* **Goal of the exercise**: Count the lines below that contain the string "bare", treating uppercase and lowercase as distinct, and reply with the number alone.

[Data records]

* * * * * * * * *

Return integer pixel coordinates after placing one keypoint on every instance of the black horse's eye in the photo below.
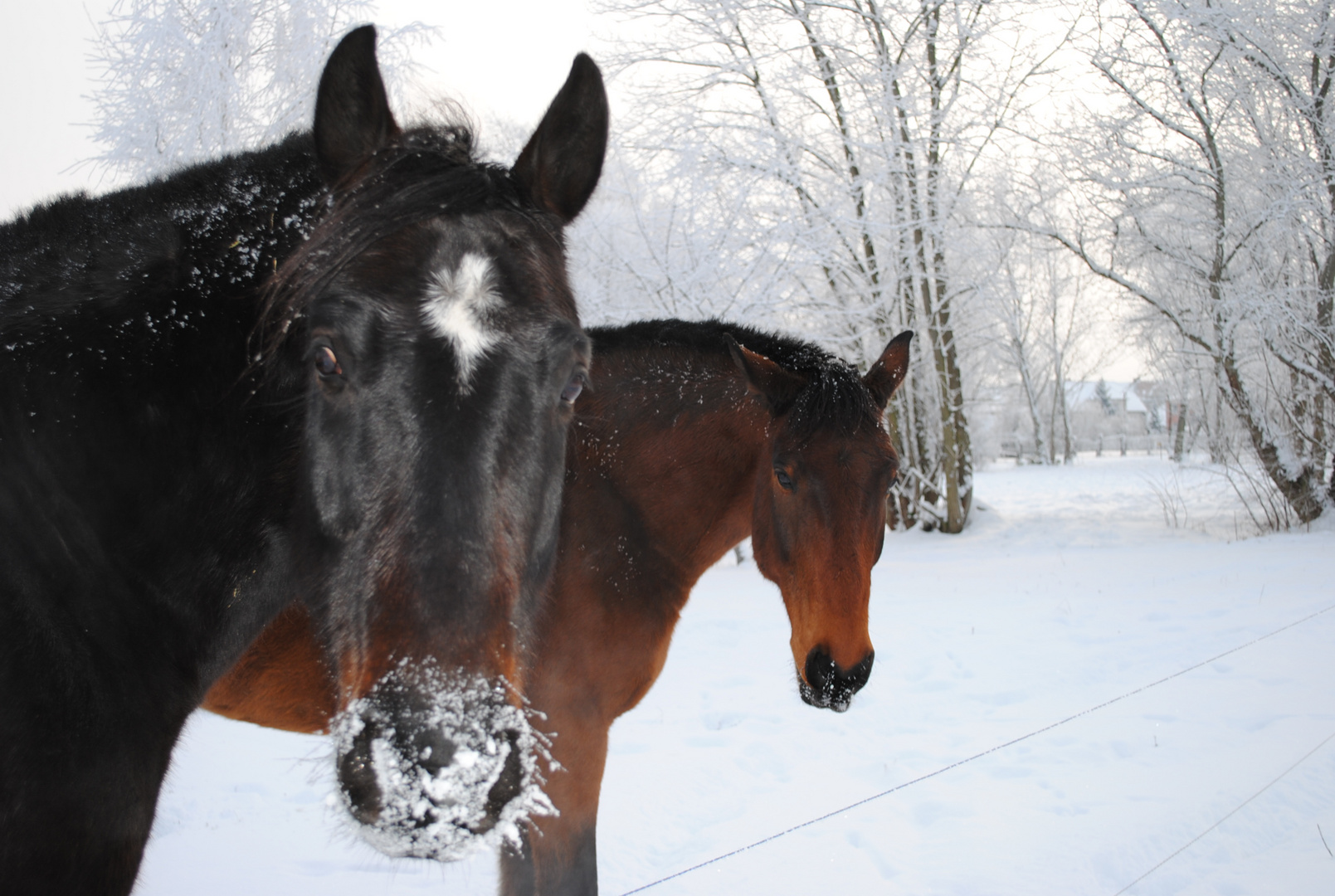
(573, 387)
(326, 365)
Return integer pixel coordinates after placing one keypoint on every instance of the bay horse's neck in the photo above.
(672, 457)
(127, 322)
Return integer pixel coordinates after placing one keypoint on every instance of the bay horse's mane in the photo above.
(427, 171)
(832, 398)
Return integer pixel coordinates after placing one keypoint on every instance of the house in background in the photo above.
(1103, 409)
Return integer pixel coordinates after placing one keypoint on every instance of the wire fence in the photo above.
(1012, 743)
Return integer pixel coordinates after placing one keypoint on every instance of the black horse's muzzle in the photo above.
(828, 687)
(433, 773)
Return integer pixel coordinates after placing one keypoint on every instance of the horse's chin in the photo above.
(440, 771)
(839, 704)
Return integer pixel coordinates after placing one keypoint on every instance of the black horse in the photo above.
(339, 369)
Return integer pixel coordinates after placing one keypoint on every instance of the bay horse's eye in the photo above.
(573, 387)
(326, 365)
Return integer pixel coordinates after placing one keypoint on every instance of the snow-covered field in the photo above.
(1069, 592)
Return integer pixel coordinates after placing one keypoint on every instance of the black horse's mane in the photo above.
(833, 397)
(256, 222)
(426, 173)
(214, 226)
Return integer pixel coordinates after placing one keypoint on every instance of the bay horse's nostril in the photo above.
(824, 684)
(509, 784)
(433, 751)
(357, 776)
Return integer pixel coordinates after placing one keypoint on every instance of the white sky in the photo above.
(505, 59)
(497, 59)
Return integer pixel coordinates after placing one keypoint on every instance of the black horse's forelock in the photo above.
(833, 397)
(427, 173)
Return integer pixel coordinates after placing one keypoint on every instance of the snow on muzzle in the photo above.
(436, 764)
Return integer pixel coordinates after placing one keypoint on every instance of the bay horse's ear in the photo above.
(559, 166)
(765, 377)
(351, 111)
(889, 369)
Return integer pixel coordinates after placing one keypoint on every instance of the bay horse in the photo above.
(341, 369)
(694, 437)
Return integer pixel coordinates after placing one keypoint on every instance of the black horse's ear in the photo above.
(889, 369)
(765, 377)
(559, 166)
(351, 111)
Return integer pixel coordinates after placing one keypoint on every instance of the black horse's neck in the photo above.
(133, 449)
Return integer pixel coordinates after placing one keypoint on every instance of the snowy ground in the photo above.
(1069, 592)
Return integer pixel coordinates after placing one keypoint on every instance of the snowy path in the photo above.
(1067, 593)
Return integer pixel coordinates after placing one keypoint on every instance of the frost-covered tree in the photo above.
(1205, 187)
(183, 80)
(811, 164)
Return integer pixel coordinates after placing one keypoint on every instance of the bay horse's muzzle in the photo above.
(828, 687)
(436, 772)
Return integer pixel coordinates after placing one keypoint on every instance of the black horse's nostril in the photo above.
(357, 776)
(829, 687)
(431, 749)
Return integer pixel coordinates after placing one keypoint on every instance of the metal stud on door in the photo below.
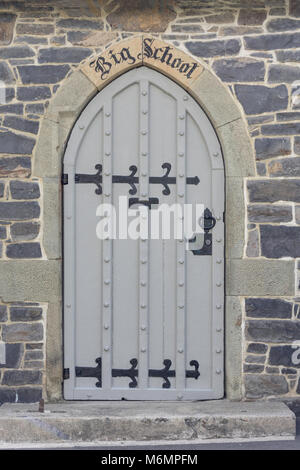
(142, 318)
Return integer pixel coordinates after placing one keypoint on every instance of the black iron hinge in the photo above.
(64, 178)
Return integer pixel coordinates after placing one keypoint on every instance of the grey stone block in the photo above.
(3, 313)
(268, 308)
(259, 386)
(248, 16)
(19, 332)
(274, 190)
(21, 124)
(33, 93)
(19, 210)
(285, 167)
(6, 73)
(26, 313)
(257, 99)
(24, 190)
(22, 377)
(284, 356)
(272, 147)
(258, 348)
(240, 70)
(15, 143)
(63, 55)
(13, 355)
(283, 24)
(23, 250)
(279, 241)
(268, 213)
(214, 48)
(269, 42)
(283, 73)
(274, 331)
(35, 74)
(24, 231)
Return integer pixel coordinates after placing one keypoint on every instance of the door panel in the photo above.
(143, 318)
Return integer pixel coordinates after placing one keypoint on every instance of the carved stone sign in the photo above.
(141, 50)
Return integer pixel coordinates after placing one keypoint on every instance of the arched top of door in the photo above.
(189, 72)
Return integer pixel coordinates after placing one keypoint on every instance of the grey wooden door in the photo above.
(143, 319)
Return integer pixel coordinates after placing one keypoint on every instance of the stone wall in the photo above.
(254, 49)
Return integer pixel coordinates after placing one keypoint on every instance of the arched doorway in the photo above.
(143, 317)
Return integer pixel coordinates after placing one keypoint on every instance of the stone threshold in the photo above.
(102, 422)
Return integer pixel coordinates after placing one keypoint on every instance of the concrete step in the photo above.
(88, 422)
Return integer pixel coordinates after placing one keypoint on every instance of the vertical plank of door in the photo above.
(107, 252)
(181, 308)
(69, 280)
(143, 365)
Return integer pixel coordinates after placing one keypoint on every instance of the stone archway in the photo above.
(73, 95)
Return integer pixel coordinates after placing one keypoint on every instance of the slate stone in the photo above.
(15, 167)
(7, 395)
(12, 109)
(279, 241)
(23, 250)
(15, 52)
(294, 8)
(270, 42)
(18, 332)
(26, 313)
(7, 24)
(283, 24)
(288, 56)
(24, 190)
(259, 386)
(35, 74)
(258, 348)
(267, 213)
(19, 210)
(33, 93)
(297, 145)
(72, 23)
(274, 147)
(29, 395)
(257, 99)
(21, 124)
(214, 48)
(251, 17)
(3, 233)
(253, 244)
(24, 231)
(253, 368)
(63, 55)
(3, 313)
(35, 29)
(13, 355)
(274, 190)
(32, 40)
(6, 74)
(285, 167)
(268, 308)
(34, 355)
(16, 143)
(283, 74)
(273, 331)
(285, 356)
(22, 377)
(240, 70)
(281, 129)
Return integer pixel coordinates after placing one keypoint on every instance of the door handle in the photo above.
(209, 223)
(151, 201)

* * * * * * * * *

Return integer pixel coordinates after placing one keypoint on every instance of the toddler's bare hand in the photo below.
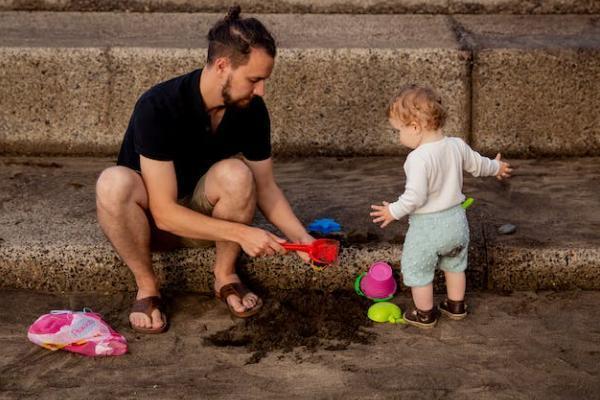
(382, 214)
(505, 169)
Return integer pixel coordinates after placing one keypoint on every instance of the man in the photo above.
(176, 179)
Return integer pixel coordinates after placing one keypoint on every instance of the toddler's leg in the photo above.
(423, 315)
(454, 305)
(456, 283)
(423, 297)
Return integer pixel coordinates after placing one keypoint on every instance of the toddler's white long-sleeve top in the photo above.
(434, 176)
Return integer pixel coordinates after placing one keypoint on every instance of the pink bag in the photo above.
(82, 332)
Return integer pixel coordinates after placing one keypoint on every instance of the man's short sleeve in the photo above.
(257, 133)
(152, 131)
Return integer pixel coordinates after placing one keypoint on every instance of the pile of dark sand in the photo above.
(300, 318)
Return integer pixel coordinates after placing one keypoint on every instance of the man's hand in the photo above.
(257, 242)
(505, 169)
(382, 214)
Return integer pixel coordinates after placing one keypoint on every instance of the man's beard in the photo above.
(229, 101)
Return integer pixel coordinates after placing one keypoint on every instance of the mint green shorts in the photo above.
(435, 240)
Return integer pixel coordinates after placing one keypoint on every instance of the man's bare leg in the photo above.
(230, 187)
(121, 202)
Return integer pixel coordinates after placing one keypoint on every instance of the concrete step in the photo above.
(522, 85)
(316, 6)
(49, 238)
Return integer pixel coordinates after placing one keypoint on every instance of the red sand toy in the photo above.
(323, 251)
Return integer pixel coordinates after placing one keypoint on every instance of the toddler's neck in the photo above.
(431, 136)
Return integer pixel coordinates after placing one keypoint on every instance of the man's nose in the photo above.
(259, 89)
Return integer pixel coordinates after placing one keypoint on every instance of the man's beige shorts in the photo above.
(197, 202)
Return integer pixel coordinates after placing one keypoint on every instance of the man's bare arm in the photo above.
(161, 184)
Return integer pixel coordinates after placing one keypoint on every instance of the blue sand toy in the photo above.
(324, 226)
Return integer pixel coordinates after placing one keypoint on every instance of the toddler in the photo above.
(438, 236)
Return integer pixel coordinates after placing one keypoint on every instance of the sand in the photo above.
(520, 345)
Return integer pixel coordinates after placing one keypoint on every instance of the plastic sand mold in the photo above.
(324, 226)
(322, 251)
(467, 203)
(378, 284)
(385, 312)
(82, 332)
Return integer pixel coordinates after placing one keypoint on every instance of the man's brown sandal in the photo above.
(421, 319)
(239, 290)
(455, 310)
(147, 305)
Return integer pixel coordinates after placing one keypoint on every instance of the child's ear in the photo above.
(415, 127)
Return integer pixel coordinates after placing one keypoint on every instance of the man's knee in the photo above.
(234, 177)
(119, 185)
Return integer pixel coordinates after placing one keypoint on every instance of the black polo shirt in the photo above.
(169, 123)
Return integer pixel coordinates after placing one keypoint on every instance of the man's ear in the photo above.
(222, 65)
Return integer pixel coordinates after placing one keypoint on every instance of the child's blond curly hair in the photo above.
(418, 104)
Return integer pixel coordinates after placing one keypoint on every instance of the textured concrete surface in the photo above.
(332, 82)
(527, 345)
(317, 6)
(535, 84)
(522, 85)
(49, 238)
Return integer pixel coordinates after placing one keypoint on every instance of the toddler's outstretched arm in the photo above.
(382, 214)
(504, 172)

* * * * * * * * *

* **Expected output**: 3